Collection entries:
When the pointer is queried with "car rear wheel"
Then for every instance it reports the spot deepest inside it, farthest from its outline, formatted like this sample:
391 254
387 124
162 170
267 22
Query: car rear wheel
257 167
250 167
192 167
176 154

WHAT TO DO – Can you copy every one of the entries above word for word, with nothing changed?

RESULT FOR THIS TASK –
When the pointer is queried with "car rear wheel"
Then for every instance it reports the spot deepest inside it, farthest from its outline, formatted like this sample:
391 254
387 124
162 170
267 22
Query: car rear wheel
257 167
250 167
192 167
176 154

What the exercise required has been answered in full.